Data to process
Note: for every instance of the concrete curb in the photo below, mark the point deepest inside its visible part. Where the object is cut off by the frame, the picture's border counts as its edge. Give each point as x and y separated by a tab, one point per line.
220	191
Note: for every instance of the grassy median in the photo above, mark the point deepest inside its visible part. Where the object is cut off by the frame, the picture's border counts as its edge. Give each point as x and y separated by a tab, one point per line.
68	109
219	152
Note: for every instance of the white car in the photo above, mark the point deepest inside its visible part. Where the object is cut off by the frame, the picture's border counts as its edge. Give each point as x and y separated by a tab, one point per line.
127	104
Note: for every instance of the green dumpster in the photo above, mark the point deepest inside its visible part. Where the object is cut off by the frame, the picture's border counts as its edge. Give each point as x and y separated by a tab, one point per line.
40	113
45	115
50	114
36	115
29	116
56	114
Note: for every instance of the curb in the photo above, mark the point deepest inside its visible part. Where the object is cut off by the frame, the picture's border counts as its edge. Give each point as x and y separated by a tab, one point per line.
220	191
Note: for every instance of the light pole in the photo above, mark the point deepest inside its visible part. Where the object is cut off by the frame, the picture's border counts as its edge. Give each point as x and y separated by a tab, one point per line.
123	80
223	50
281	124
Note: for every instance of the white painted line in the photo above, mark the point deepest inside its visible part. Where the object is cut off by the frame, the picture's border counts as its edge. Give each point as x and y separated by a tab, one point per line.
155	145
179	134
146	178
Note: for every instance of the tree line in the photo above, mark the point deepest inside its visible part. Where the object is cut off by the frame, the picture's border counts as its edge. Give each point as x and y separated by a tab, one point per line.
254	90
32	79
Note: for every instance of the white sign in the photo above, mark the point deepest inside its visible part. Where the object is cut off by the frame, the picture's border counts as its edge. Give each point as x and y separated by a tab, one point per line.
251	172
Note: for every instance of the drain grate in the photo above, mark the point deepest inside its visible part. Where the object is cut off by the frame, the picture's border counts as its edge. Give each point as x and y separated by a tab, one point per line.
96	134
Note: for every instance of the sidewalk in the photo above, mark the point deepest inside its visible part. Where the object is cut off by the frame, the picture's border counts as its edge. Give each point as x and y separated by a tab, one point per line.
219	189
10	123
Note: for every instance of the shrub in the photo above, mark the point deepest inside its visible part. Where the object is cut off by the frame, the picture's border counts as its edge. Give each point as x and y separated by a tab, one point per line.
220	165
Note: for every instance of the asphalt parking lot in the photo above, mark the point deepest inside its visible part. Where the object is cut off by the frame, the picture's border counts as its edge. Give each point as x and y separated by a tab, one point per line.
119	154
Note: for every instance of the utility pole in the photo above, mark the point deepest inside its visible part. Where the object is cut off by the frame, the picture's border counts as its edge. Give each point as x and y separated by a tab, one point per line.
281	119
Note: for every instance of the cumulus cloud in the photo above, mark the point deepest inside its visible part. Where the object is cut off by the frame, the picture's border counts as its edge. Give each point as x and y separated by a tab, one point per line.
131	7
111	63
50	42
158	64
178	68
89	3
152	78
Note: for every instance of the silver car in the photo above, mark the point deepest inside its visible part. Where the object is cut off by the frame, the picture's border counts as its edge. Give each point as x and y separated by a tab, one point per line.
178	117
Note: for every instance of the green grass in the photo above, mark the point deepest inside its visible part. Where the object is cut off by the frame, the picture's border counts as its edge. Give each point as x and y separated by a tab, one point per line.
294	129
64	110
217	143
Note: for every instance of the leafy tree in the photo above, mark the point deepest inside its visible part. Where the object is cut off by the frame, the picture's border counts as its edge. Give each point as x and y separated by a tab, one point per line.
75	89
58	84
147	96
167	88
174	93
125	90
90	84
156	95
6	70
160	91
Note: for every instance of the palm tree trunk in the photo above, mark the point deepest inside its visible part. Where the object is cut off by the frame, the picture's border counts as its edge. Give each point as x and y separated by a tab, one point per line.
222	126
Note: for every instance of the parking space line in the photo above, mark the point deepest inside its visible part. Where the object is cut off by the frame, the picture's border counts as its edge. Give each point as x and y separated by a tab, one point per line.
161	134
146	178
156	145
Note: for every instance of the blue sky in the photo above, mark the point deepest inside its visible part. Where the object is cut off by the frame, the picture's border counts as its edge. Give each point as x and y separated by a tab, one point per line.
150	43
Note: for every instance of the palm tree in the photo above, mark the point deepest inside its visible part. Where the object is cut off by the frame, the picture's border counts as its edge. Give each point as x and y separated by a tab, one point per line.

Assigned task
The answer should be the complete set of records, printed exactly.

Output of the task
Note: for every instance of the concrete curb in the photo below, mark the point deepest inside its visible part. Where the object is cut off by the frame, the picture's border counts as its edge. Give each point as x and y separated by a tab, one point per line.
220	191
Note: for every instance of the grassy median in the photo above, mark the point deepest inside its visible part. Where the object is cut off by the frame, the picture's border counts as its edge. Give each point as x and y separated by a tab, one point per line.
68	109
219	152
Note: for every instance of the white car in the photo above, mark the point deepest inside its visible part. Where the object is cut off by the frame, the picture's border counts as its edge. Give each point as x and y separated by a tab, one point per line.
127	104
Note: for every instance of the green dumpster in the photo above, mark the point deepest inside its visible part. Where the object is cut off by the frame, the picture's border counts as its edge. Give each point as x and y separated by a tab, one point per line.
40	113
45	115
50	114
36	115
29	116
56	114
Note: for every instance of the curb in the photo above, mark the point deepest inside its visible part. Where the object is cut off by the frame, the picture's border counts as its edge. Give each point as x and y separated by a tab, one point per line.
220	191
Note: for every instance of the light pole in the photo above, mark the point deepest inside its visible part. Where the object is cut off by the frame, the picture's border counts as its edge. Give each point as x and y separated by a tab, one point per line.
123	80
223	50
281	124
Note: for every instance of the white painted line in the photo above, mark the point deepest inside its visible part. Where the object is cut off by the frame, the picture's border counts as its edge. Give each point as x and y separated by a tab, one point per line.
155	145
179	134
146	178
Note: for every instance of the tree line in the photo above, mark the point deepest inside its visible part. Where the object is cut off by the frame, the picture's border counts as its edge. Give each point as x and y separated by a tab, one point per line.
254	90
32	79
Note: for every instance of the white sign in the photo above, mark the point deepest inside its visible part. Where the object is cut off by the frame, the picture's border counts as its edge. Give each point as x and y separated by a tab, one point per line.
251	172
Note: for every instance of the drain grate in the photo above, mark the point deepest inside its visible part. Where the object is cut off by the frame, the picture's border counts as its edge. Give each point as x and y separated by a tab, one point per line.
96	134
Note: for every instance of the sidewalk in the photo above, mark the point deepest inside its visible part. Where the object is cut off by the frame, the picture's border counts as its edge. Give each point as x and y separated by a tab, one point per line.
219	189
10	123
Note: for every instance of the shrub in the photo above, mark the point deepest inside its visible part. Where the object is cut off by the frame, the picture's border counts as its edge. Give each point as x and y separated by a tab, one point per line.
220	165
Note: for every instance of the asphalt parking lot in the photo above, mark the point deepest inside its visible part. Where the object is cut off by the frame, the picture's border counts as its edge. Give each point as x and y separated by a tab, one point per line.
119	154
Note: for every instance of the utility pole in the photo above, mark the point deepest inside its visible part. Where the object is cut off by the frame, the picture's border counts as its edge. Give each point as x and y separated by a tab, one point per line.
281	119
Note: for every instance of the cumulus cloud in the photo above, mark the point deepest inside its visible part. Where the object is cut off by the frame, the picture's border counts as its edge. Give each point as x and y separated by a tab, one point per line.
131	7
111	63
50	42
158	64
178	68
89	3
152	78
Note: for every instance of the silver car in the photo above, mark the point deepest inside its visible part. Where the object is cut off by the frame, the picture's border counts as its edge. Give each point as x and y separated by a tab, one point per line.
178	117
Note: for every instance of the green grass in the photo above, mark the point deepest inside its visible part. Where the object is cut off by the frame, the picture's border counts as its edge. Give each point as x and y separated by a tab, one point per line.
294	129
64	110
217	143
Note: for every instance of the leafy tree in the photo above, mark the point deepest inside its visible part. Where the object is cut off by the frame, the picture's border counts as its edge. Give each point as x and y separated by a tab, one point per line.
75	89
58	84
147	96
167	88
174	93
125	90
90	84
156	95
6	70
160	91
Note: for every instance of the palm tree trunk in the photo above, mark the point deepest inside its visible part. Where the object is cut off by the frame, the picture's border counts as its edge. Give each point as x and y separated by a tab, one point per line.
222	126
Note: for every instance of the parking space line in the photo above, mark the point deepest inside its visible part. Where the object is cut off by the frame, the picture's border counts as its edge. Give each point as x and y separated by a tab, one point per line.
161	134
146	178
156	145
Note: for every instance of the blue sky in the photo above, mark the point deepest inside its visible part. Where the object is cut off by the frame, the picture's border counts as its edge. Give each point as x and y separated by a tab, one point per line.
150	43
Note: for every instance of the palm tree in the photo above, mark the point deepest inside its visible part. Where the object is cut off by the frame, the picture's border counts as its edge. Give each point as x and y separated by a tab, one point per line.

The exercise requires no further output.